Картезианцы
Из двух дорог, ведущих к Большой Шартрезе, более живописна
та, которая идет от Шамбери, вдоль русла Гийе-Мор, между двух
стен, покрытых буком, лиственницей, елью — последний ряд их
поднимается в небо на громадную высоту, как стрелы и башенки
темного собора.
«Нет на свете,— говорит Стендаль,— другой столь прекрасной
долины».
Это не долина, это скалы, рассеченные мечом. В этом ущелье,
которое наполнено низким звучанием потока, дневной свет разбивается на тысячу осколков, прицепленных на верхушках деревьев,
выступах скал, или тонкими капельками блистающих на листьях.
Мало-помалу дорога отходит от потока, над которым она нависает,
углубляется в лес, возвращается на свет и изредка внезапно обрывается у подножия скалы. Путешественнику кажется тогда, будто
он провалился на дно гигантского колодца. Подняв голову, он видит
небо маленьким кусочком голубой материи, развевающимся на
верхушке мачты; стенки того и другого берега сомкнулись вокруг
него, сплетясь ветвями деревьев, не представляя даже намека на
проход. Невольно прибавляешь шагу, и дорога открывает свой
секрет: она пробирается под скалой, либо проскальзывает в скрытом
туннеле, за которым открываются новые колодцы, новые светлые
промежутки, которые, медленно расширяясь, идут до просторных
холмов Пустыни Большой Шартрезы, и тут, наконец, открывается
монастырь — безмолвный град на краю снегов.
======
== НАБОР ЗАДАНИЙ ==
[1] Объясните, опираясь на текст о дороге к Большой Шартрезе, почему путешественнику кажется, будто он провалился на дно гигантского колодца.
[2] Пожалуйста, допишите следующую часть текста о дороге к Большой Шартрезе.

== ДАННЫЕ ==
======
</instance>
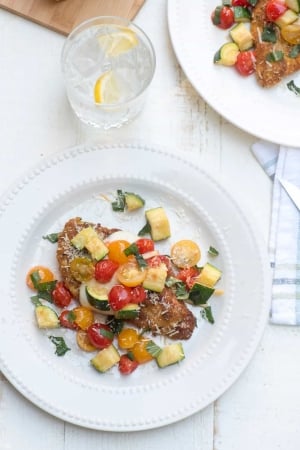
======
== РЕЗУЛЬТАТЫ ЗАДАНИЙ ==
[1] Дорога изредка внезапно обрывается у подножия скалы. Подняв голову, путешественник видит лишь маленький кусочек неба. Стенки обоих берегов смыкаются вокруг него, сплетаясь ветвями деревьев, и не дают даже намека на проход.

[2]
О святом Бруно, основавшем Большую Шартрезу — матерь всех
монастырей Ордена, известно, в сущности, очень мало. Он родился
в Кельне около 1030 г. и очень рано прибыл во Францию. Современники называли его «Бруно Галликанус», и прозвище это —
больше, чем бирка путешественника, это почти «принятие в гражданство») . Его обращение
связано, как будто, со смертью Диокрециа,
по слухам — достойного христианина, подпорченного каплей литературного тщеславия (он питал слабость к мелким латинским
поэтам), но который, говорят, трижды поднялся в гробу, чтобы
объявить пришедшим в ужас Окружающим о своем вызове в суд,
о суде и об осуждении судом Божиим.
Агиографы, художники и
скульпторы, воспользовавшись этим эпизодом, единодушно представляют святого Бруно в мрачном виде, преследуемым навязчивой
идеей Страшного Суда, с символическим черепом — отличительная
принадлежность, с которой святой не расстается, точно дама со
своей сумочкой, будучи осужден художниками бесконечно играть
знаменитую сцену Гамлета с могильщиком. У нас нет основания
предполагать, что святого Бруно постоянно преследовал вещественный образ смерти. Одно несомненно: его вкус к потемкам.
Святой Бернар прост, прямоуголен, полон света, как романская церковь; святой Бруно полон полутьмы и таинственности готического храма. Можно представить себе святого Бернара в белых доспехах своего Ордена, идущим с открытым лицом в утреннем свете; и едва различаешь черты лица под капюшоном святого Бруно. Кажется, что он прошел через свое время, опустив глаза, не завязав с миром даже мимолетной связи взглядом.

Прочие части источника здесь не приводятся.